» What the task asks: Give only the number of lines in the entries below that contain the word "plant".

» Source records:

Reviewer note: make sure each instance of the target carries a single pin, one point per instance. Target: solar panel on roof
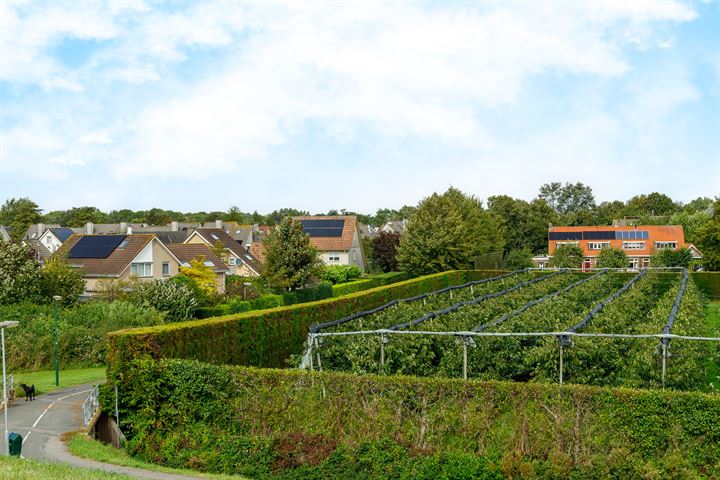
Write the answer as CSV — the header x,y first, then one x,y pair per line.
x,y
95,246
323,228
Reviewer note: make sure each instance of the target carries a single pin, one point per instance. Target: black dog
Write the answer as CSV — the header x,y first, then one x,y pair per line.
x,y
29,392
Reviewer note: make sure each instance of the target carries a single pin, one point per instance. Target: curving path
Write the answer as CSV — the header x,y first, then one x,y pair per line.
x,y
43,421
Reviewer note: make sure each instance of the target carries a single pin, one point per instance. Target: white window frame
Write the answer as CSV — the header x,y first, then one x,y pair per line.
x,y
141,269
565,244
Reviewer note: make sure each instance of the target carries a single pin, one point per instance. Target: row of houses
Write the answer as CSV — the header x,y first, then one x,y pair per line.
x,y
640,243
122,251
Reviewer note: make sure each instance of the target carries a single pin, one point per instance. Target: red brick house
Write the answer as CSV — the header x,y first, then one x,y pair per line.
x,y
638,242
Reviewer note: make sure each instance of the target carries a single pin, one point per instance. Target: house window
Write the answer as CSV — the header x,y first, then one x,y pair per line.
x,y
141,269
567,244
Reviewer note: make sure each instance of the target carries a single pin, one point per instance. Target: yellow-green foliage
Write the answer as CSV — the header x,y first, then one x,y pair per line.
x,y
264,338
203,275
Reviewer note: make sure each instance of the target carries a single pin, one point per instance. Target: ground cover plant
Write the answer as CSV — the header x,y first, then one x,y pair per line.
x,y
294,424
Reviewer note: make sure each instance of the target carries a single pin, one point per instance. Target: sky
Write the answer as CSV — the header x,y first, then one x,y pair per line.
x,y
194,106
...
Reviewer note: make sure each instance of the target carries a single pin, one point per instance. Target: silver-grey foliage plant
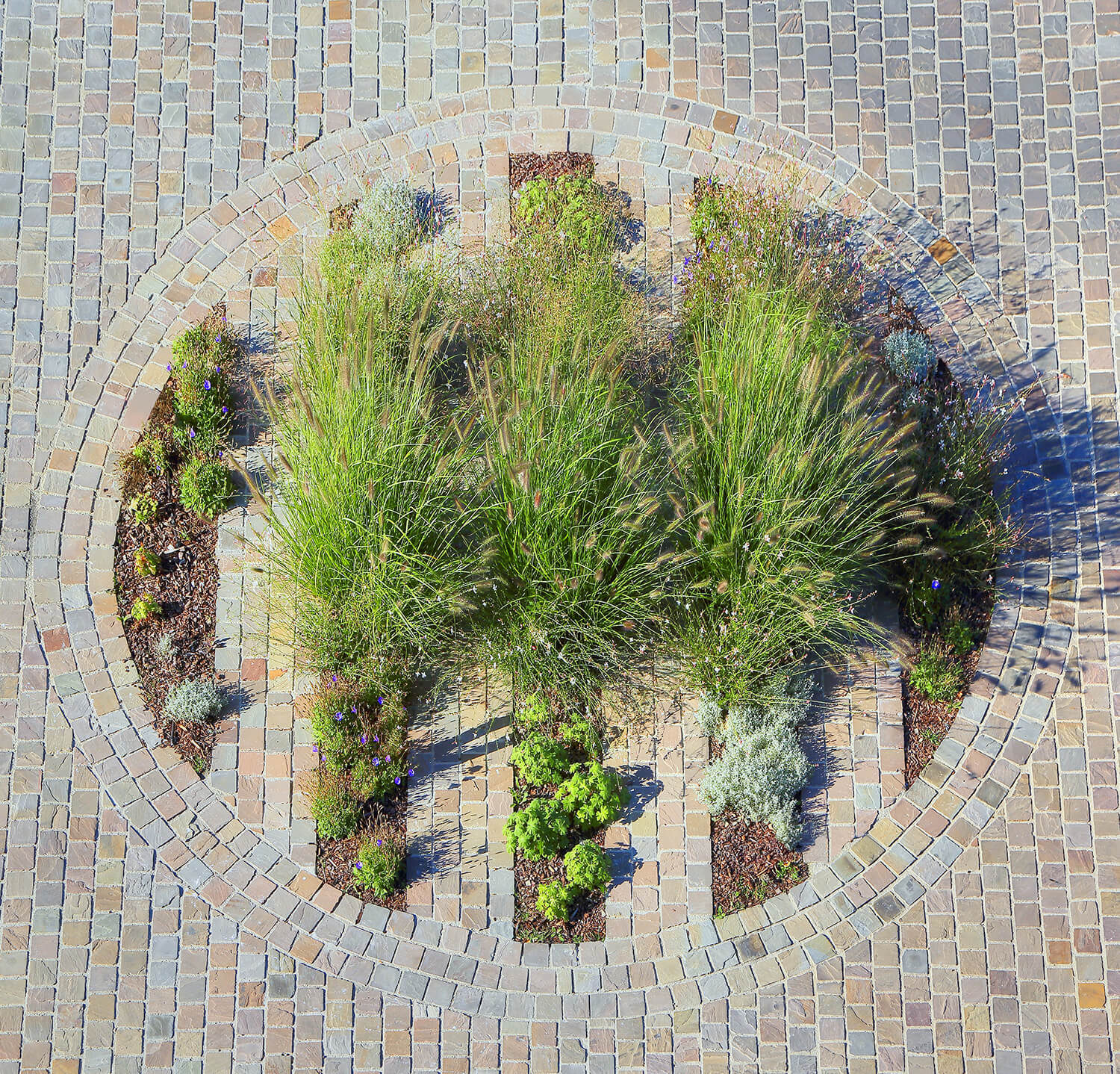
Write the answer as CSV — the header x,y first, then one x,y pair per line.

» Exercise output: 2